##### Data in this exercise #####

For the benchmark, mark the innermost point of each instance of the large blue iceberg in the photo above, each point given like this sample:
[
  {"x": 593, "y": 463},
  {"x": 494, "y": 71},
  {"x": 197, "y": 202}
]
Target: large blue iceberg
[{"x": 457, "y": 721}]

#####

# [What this task involves]
Lay out the lines above as a numbered list, omitting any blank lines.

# [Expected output]
1. For the benchmark, mark the innermost point of each instance of the large blue iceberg in the photo above, each point given like this sample:
2. [
3.   {"x": 593, "y": 463},
4.   {"x": 494, "y": 71},
5.   {"x": 197, "y": 202}
6. ]
7. Target: large blue iceberg
8. [{"x": 457, "y": 721}]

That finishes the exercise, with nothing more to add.